Work required:
In the post below on Hiera data in Puppet modules, repeat word for word the passage that starts with "Hiera data in modules" and ends after "that, please continue…)".

Reading text:
Hiera data in modules and OS independent puppet

Earlier this year, R.I.Pienaar released his brilliant data in modules hack, a few months ago, I got the chance to start implementing it in Puppet-Gluster, and today I have found the time to blog about it.

What is it?

R.I.’s hack lets you store hiera data inside a puppet module. This can have many uses including letting you throw out the nested mess that is commonly params.pp, and replace it with something file based that is elegant and hierarchical. For my use case, I’m using it to build OS independent puppet modules, without storing this data as code. The secondary win is that porting your module to a new GNU/Linux distribution or version could be as simple as adding a YAML file.

How does it work?

(For the specifics on the hack in general, please read R.I. Pienaar’s blog post. After you’re comfortable with that, please continue…)

In the hiera.yaml data/ hierarchy, I define an OS / version structure that should probably cover all use cases. It looks like this:

- params/%{::osfamily}/%{::operatingsystem}/%{::operatingsystemrelease}
- params/%{::osfamily}/%{::operatingsystem}
- params/%{::osfamily}
- common

At the bottom, you can specify common data, which can be overridden by OS family specific data (think RedHat “like” vs. Debian “like”), which can be overridden with operating system specific data (think CentOS vs. Fedora), which can finally be overridden with operating system version specific data (think RHEL6 vs. RHEL7).

Grouping the commonalities near the bottom of the tree, avoids duplication, and makes it possible to support new OS versions with fewer changes. It would be especially cool if someone could write a script to refactor commonalities downwards, and to refactor new uniqueness upwards.

This is an except of the Fedora specific YAML file:

gluster::params::package_glusterfs_server: 'glusterfs-server'
gluster::params::program_mkfs_xfs: '/usr/sbin/mkfs.xfs'
gluster::params::program_mkfs_ext4: '/usr/sbin/mkfs.ext4'
gluster::params::program_findmnt: '/usr/bin/findmnt'
gluster::params::service_glusterd: 'glusterd'
gluster::params::misc_gluster_reload: '/usr/bin/systemctl reload glusterd'

Since we use full paths in Puppet-Gluster, and since they are uniquely different in Fedora (no more: /bin) it’s nice to specify them all here. The added advantage is that you can easily drop in different versions of these utilities if you want to test a patched release without having to edit your system utilities. In addition, you’ll see that the OS specific RPM package name and service names are in here too. On a Debian system, they are usually different.

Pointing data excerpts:
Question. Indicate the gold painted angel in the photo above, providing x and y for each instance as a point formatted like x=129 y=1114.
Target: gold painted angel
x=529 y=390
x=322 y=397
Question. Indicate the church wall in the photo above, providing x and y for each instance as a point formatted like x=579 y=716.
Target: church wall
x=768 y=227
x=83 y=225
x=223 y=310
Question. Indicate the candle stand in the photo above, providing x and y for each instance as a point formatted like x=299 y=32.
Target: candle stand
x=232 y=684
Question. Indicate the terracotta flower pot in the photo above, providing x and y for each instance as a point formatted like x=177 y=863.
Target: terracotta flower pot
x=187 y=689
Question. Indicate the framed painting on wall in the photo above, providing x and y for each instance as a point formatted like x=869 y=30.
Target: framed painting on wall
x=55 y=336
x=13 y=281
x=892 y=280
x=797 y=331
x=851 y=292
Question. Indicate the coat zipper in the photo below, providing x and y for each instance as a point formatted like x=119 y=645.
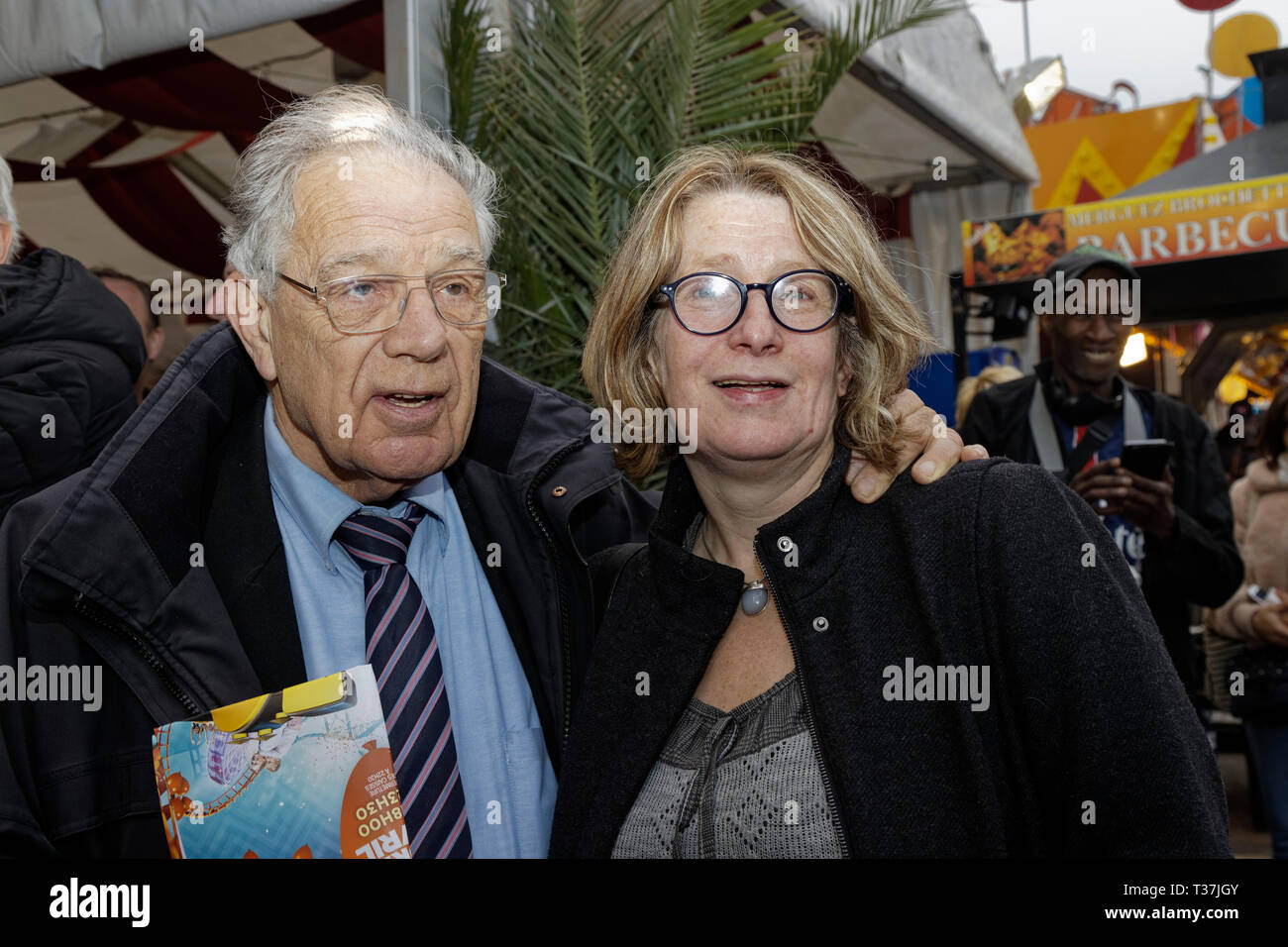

Complete response:
Hiera data in modules and OS independent puppet

Earlier this year, R.I.Pienaar released his brilliant data in modules hack, a few months ago, I got the chance to start implementing it in Puppet-Gluster, and today I have found the time to blog about it.

What is it?

R.I.’s hack lets you store hiera data inside a puppet module. This can have many uses including letting you throw out the nested mess that is commonly params.pp, and replace it with something file based that is elegant and hierarchical. For my use case, I’m using it to build OS independent puppet modules, without storing this data as code. The secondary win is that porting your module to a new GNU/Linux distribution or version could be as simple as adding a YAML file.

How does it work?

(For the specifics on the hack in general, please read R.I. Pienaar’s blog post. After you’re comfortable with that, please continue…)